[Working data]
------------------------------------------------------------

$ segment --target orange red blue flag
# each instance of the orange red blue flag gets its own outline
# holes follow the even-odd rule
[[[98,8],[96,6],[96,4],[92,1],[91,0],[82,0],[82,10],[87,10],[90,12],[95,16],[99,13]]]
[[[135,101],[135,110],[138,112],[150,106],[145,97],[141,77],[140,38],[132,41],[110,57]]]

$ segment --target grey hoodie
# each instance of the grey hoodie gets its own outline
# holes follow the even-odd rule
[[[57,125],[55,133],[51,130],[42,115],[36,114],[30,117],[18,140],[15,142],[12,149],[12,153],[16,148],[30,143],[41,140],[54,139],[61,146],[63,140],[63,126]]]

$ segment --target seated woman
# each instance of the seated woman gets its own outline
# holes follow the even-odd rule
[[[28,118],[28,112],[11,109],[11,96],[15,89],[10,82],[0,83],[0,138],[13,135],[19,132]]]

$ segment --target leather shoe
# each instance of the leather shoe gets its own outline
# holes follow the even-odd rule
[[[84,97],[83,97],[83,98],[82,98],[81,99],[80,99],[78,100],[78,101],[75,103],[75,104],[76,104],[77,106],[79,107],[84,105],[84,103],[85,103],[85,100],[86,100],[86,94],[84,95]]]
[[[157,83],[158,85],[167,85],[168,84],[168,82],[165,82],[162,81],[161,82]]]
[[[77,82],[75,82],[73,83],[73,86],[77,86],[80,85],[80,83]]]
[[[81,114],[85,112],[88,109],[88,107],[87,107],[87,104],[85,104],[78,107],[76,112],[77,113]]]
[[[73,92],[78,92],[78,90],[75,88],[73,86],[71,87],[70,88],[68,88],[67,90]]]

------------------------------------------------------------

[The problem]
Output the material above as a CSV with the header command,outlines and one row for each segment command. Put the command and its comment lines in the first field and all of its outlines in the second, with each field in double quotes and line breaks replaced by spaces.

[Complete answer]
command,outlines
"$ segment --target orange red blue flag # each instance of the orange red blue flag gets its own outline # holes follow the even-odd rule","[[[98,8],[96,6],[96,4],[92,1],[91,0],[82,0],[82,10],[87,10],[90,12],[95,16],[99,13]]] [[[135,101],[135,110],[138,112],[150,106],[145,97],[141,77],[140,38],[132,41],[110,57]]]"
"$ segment --target grey hoodie # each instance of the grey hoodie gets its own outline # holes follow the even-odd rule","[[[57,125],[55,133],[51,130],[42,115],[36,114],[30,117],[18,140],[15,142],[12,149],[12,153],[16,148],[30,143],[41,140],[54,139],[61,146],[63,140],[63,126]]]"
"$ segment --target seated woman # each instance of the seated woman gets its own outline # holes follow the even-odd rule","[[[28,118],[28,112],[11,109],[11,96],[15,89],[10,82],[0,83],[0,138],[13,135],[19,132]]]"
"$ segment --target leather shoe # each instance of the leather shoe gets its own outline # holes follow the even-odd rule","[[[84,97],[83,97],[83,98],[82,98],[81,99],[80,99],[78,100],[78,101],[75,103],[75,104],[76,104],[77,106],[79,107],[84,105],[84,103],[85,103],[85,100],[86,100],[86,94],[84,95]]] [[[157,83],[158,85],[167,85],[168,84],[168,82],[165,82],[162,81],[161,82]]] [[[77,82],[75,82],[73,83],[73,86],[77,86],[80,85],[80,83]]] [[[81,114],[85,112],[88,109],[88,107],[87,107],[87,104],[85,104],[78,107],[76,112],[77,113]]] [[[73,92],[78,92],[78,90],[75,88],[73,86],[71,87],[70,88],[68,88],[67,90]]]"